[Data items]
⁂

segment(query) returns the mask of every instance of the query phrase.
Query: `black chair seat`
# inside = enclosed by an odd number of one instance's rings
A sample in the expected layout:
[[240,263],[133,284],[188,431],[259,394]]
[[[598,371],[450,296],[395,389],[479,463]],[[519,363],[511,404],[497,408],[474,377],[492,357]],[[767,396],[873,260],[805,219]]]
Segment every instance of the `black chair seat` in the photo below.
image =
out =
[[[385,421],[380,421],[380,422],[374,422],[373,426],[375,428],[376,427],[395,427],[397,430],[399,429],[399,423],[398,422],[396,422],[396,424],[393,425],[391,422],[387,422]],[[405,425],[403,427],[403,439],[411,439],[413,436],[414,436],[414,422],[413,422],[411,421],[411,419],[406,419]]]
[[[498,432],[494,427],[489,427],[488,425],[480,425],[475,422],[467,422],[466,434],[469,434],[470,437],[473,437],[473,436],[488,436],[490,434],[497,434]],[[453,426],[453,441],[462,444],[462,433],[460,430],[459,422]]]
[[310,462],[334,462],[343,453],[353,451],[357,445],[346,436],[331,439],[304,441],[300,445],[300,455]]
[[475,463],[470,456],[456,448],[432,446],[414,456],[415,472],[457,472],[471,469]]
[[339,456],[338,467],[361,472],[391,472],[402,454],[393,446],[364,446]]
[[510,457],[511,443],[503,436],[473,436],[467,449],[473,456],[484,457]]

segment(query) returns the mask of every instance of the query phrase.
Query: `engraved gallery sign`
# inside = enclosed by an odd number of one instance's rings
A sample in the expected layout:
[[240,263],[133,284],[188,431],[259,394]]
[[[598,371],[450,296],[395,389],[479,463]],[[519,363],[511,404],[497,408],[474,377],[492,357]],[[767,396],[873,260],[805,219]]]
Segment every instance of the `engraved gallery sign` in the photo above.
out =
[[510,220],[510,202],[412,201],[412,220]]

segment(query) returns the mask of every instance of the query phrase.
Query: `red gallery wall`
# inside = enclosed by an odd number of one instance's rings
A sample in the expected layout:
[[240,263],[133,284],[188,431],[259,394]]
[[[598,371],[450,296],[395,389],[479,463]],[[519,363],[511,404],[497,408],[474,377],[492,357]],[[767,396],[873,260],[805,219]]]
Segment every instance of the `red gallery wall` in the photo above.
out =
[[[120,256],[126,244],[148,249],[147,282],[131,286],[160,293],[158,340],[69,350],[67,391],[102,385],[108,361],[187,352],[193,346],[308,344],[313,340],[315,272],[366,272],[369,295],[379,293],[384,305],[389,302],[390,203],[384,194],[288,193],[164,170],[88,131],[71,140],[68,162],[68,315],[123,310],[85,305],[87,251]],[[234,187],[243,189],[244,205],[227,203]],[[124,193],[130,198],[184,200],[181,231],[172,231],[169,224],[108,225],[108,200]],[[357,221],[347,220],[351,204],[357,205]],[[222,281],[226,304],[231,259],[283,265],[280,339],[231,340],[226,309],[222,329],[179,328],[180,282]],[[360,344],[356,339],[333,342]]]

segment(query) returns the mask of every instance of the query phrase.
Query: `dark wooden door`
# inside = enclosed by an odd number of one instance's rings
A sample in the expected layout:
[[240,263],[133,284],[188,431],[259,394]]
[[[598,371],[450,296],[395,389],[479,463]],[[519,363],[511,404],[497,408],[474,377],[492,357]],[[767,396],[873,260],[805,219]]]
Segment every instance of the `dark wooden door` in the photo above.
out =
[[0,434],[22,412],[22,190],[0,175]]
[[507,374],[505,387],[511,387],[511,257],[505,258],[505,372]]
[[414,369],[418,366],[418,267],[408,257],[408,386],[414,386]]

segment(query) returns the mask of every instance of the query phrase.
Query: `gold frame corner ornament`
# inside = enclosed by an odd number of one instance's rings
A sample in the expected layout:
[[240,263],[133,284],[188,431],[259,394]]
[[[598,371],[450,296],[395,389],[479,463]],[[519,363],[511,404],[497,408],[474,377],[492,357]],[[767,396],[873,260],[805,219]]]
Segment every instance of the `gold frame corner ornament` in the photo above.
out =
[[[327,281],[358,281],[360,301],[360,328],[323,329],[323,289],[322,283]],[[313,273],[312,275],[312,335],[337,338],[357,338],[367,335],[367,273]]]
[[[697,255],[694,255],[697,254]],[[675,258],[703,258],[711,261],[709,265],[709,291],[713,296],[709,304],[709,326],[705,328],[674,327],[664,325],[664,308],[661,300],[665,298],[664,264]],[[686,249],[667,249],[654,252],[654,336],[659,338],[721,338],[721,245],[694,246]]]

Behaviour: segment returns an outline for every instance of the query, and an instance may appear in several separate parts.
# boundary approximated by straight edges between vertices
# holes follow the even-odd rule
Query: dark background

⁂

Set all of the entries down again, exactly as they were given.

segment(query) returns the mask of every instance of the query phrase.
Query: `black chair seat`
# inside = enclosed by an odd number of one instance's rings
A sample in the expected layout:
[[240,263],[133,284],[188,431],[259,394]]
[[[598,371],[450,296],[395,389],[479,463]],[[519,363],[511,404],[497,408],[474,377],[492,357]],[[767,396],[873,260],[805,219]]]
Segment every instance of the `black chair seat` in the photo below.
image =
out =
[[[385,421],[380,421],[380,422],[374,422],[373,426],[375,428],[376,427],[395,427],[397,430],[399,429],[399,423],[398,422],[396,422],[396,424],[393,425],[391,422],[387,422]],[[405,425],[403,427],[403,439],[411,439],[413,436],[414,436],[414,422],[413,422],[411,421],[411,419],[406,419]]]
[[[498,432],[494,427],[489,427],[488,425],[480,425],[475,422],[467,422],[466,434],[469,434],[470,437],[473,437],[473,436],[488,436],[490,434],[497,434]],[[453,426],[453,441],[462,444],[462,433],[460,430],[459,422]]]
[[310,462],[334,462],[343,453],[353,451],[357,445],[346,436],[331,439],[304,441],[300,445],[300,455]]
[[475,463],[470,456],[456,448],[432,446],[414,456],[415,472],[457,472],[471,469]]
[[339,456],[338,467],[361,472],[391,472],[402,454],[393,446],[364,446]]
[[510,457],[511,443],[503,436],[473,436],[467,449],[473,456],[484,457]]

segment(query) returns the mask of every instance of the query phrase.
Query: `engraved gallery sign`
# inside = enclosed by an odd number of one instance's rings
A sample in the expected layout:
[[240,263],[133,284],[188,431],[259,394]]
[[[598,371],[450,296],[395,389],[479,463]],[[519,363],[511,404],[497,408],[474,377],[492,357]],[[767,396],[873,260],[805,219]]]
Segment every instance of the `engraved gallery sign` in the photo above.
out =
[[510,220],[510,202],[412,201],[412,220]]

segment(query) returns the mask of every instance of the query phrase.
Query: `red gallery wall`
# inside = enclosed by an odd number of one instance's rings
A sample in the expected layout:
[[240,263],[133,284],[188,431],[259,394]]
[[[598,371],[450,296],[395,389],[479,463]],[[519,363],[511,404],[497,408],[474,377],[492,357]],[[767,396],[873,260],[805,219]]]
Segment every instance of the `red gallery wall` in the photo above.
out =
[[[120,256],[126,244],[148,249],[147,282],[131,286],[160,293],[158,340],[69,350],[67,391],[102,385],[108,361],[187,352],[193,346],[308,344],[313,340],[315,272],[366,272],[369,295],[379,293],[384,305],[389,302],[390,203],[384,194],[288,193],[164,170],[88,131],[71,140],[68,162],[68,315],[123,310],[85,305],[87,251]],[[234,187],[243,189],[244,205],[227,203]],[[124,193],[130,198],[184,200],[181,231],[172,231],[169,224],[108,225],[108,200]],[[357,221],[347,220],[351,204],[357,205]],[[222,281],[226,304],[231,259],[283,265],[280,339],[231,340],[226,309],[222,329],[179,328],[180,282]],[[360,344],[356,339],[333,342]]]

segment(query) returns the mask of every instance of the query phrase.
Query: `dark wooden door`
# inside = enclosed by an odd number of one instance's rings
A sample in the expected layout:
[[240,263],[133,284],[188,431],[259,394]]
[[[598,371],[450,296],[395,389],[479,463]],[[519,363],[511,404],[497,408],[474,377],[492,357]],[[767,396],[873,260],[805,219]]]
Segment every instance of the `dark wooden door` in the photo above.
out =
[[0,434],[22,412],[22,190],[0,175]]
[[507,374],[505,387],[511,387],[511,257],[505,258],[505,372]]
[[414,369],[418,366],[418,267],[408,257],[408,386],[414,386]]

segment(query) returns the mask of every instance of the query phrase.
Query: `gold frame corner ornament`
# inside = enclosed by an odd number of one instance's rings
A sample in the expected layout:
[[240,263],[133,284],[188,431],[259,394]]
[[[598,371],[450,296],[395,389],[479,463]],[[519,363],[511,404],[497,408],[474,377],[492,357]],[[767,396],[873,260],[805,219]]]
Segment every instance of the `gold frame corner ornament` in the photo above.
out =
[[[327,281],[358,281],[360,301],[360,328],[323,329],[323,289],[322,283]],[[313,273],[312,275],[312,335],[337,338],[357,338],[367,335],[367,273]]]
[[[697,255],[694,255],[697,254]],[[675,258],[703,258],[711,261],[709,265],[709,291],[713,296],[709,304],[709,326],[705,328],[674,327],[664,325],[664,308],[661,300],[665,298],[664,264]],[[686,249],[667,249],[654,252],[654,336],[659,338],[721,338],[721,245],[694,246]]]

Behaviour: segment returns an outline for every instance of the query, and an instance may appear in several separate parts.
# boundary approximated by straight edges between vertices
# holes follow the even-odd rule
Query: dark background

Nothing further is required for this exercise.